**Job**
Report how many lines in the items below contain the string "could". Matching is case-sensitive; give only the number.

**Source records**

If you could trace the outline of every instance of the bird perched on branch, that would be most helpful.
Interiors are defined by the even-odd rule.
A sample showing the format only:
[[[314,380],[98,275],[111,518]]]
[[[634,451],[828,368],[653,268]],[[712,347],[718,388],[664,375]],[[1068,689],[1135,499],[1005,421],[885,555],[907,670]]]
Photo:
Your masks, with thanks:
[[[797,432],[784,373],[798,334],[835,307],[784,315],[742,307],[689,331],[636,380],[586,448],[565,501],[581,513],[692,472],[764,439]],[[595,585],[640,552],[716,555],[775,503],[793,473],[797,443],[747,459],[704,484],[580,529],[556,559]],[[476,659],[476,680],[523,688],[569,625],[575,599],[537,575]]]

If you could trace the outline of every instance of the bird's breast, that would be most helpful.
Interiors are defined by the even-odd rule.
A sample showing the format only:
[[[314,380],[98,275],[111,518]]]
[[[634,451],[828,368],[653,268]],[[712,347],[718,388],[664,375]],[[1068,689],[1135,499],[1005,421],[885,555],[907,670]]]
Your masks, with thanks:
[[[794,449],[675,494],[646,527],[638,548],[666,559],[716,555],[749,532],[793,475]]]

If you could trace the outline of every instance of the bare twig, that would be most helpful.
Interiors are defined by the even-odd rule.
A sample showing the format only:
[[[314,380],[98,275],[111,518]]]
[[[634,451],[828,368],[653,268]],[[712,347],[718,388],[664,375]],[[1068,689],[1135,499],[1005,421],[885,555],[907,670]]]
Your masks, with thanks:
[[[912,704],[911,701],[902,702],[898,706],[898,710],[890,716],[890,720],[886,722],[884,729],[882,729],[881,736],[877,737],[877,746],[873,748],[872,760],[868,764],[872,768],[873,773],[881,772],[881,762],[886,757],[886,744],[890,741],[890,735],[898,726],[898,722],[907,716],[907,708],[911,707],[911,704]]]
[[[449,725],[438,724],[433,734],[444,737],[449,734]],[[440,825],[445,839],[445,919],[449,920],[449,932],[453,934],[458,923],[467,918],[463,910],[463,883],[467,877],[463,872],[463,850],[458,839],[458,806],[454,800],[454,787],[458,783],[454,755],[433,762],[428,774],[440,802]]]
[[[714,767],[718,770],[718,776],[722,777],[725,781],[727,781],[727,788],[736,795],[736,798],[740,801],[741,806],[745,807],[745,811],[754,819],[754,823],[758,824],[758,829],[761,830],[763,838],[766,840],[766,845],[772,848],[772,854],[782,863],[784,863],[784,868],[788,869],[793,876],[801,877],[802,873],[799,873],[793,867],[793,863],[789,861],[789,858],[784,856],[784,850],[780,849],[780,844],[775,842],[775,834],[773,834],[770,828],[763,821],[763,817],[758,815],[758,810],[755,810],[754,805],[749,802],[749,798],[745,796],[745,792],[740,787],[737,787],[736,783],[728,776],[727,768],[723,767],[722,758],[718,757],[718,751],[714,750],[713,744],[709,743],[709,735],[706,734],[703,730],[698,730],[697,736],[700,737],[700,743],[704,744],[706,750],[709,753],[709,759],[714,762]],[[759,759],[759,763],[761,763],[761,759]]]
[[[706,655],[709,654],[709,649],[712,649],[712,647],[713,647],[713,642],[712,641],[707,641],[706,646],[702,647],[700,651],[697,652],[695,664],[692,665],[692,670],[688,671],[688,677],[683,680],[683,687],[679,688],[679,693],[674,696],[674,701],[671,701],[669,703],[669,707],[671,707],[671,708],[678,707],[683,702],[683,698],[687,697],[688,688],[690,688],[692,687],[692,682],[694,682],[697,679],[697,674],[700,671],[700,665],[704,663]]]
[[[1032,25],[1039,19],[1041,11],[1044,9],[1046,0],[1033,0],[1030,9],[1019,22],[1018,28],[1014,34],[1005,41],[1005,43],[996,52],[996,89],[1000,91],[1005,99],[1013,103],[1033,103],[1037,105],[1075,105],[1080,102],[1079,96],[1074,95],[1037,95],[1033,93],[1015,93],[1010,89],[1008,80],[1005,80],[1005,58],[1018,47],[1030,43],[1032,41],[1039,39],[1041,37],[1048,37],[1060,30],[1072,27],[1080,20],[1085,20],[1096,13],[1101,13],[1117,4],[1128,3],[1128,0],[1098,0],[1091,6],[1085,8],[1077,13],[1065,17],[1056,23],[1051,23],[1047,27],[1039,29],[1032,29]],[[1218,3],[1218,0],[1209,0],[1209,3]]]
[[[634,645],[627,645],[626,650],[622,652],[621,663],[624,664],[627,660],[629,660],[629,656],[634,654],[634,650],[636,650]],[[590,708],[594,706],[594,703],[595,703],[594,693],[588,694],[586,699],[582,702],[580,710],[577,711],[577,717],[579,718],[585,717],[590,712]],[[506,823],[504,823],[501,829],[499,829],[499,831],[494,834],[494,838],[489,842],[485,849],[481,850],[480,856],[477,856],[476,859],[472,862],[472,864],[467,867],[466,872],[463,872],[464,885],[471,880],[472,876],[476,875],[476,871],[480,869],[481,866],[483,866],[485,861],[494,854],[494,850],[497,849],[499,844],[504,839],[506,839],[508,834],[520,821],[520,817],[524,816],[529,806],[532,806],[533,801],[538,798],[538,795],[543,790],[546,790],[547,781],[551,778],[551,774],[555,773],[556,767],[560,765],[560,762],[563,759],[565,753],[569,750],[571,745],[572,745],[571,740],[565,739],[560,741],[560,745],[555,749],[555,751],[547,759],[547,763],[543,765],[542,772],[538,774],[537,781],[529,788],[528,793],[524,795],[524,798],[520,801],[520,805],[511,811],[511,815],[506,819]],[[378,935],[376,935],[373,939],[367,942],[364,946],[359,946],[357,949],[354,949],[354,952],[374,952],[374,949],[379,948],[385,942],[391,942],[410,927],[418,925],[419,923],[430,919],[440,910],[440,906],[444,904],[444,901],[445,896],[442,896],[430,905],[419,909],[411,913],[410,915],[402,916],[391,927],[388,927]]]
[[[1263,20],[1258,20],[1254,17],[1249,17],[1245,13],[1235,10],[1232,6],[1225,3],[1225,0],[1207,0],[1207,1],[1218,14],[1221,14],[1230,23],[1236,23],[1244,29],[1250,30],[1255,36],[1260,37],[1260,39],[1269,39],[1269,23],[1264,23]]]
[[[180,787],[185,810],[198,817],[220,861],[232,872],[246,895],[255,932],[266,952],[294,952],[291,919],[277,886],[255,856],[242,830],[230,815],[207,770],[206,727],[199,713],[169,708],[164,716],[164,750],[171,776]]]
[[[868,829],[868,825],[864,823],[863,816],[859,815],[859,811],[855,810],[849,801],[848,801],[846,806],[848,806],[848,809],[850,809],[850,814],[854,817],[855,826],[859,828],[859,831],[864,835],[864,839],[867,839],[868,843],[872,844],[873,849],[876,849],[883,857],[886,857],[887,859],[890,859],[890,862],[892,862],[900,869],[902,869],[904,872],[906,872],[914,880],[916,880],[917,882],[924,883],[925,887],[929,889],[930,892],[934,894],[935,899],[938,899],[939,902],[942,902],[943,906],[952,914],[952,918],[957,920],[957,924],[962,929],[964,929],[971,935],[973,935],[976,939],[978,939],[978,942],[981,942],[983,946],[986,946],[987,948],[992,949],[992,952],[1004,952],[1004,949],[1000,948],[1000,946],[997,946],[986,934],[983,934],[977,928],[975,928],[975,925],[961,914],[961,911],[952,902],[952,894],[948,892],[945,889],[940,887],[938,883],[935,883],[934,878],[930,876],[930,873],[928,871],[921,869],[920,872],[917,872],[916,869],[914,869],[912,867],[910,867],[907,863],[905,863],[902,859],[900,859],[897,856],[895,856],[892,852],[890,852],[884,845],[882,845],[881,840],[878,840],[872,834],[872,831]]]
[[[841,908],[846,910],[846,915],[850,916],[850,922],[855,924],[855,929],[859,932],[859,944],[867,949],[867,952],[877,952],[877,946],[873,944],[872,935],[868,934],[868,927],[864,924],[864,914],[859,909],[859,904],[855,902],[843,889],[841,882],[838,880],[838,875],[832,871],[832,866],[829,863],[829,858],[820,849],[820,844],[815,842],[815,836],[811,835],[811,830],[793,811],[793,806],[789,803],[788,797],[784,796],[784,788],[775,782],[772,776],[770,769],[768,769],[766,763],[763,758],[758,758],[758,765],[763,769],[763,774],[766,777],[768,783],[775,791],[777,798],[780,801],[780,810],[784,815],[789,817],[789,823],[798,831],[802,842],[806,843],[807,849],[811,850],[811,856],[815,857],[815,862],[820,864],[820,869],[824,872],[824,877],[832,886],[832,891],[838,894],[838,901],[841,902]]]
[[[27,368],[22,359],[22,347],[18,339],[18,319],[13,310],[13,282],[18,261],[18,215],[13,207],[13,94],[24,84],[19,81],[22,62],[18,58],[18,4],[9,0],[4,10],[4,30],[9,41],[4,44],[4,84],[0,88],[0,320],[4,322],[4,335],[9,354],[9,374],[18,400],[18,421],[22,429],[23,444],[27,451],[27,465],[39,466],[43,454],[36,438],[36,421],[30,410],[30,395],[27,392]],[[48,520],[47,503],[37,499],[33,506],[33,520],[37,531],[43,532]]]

**Final answer**
3